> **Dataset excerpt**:
※
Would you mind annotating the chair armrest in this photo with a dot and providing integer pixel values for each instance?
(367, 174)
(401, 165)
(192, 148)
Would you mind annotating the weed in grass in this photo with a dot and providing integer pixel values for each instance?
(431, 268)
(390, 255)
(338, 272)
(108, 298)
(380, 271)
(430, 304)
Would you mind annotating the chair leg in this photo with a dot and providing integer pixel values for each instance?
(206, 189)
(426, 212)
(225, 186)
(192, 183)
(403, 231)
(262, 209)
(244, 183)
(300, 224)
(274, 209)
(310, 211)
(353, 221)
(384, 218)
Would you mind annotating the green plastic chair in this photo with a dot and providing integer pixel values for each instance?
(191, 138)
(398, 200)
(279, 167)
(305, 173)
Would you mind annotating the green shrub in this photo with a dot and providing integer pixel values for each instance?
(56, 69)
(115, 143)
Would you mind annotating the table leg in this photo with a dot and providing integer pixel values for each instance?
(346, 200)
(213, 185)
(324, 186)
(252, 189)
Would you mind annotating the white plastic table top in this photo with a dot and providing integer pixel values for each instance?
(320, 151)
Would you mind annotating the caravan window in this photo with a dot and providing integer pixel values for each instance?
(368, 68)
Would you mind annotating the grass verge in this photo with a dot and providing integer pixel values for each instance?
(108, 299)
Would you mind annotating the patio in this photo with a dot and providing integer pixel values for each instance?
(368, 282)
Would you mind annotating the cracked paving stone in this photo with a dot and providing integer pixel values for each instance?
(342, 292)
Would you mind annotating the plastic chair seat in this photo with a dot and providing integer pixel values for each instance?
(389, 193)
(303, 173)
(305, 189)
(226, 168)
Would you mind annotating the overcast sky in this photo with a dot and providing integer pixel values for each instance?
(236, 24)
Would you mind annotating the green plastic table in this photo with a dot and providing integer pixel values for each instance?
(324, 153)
※
Rewrite every line of the material from the line containing "Would you mind annotating the cracked" through the end of the material, and increase each coordinate value in the answers by 65.

Would you mind annotating the cracked paving stone in this photo with a dot and providing integer pixel values for each instance?
(407, 357)
Would you mind annotating the plastic chair seat in this photo with a dot and providing integer pixel values for each instance?
(454, 258)
(368, 238)
(370, 254)
(291, 233)
Would you mind annotating the overcast sky in this photo with a dot and providing integer pixel values for each instance?
(301, 89)
Would you mind annotating the green plastic table in this photo with a dot and providing integer pixel values for each instance?
(389, 218)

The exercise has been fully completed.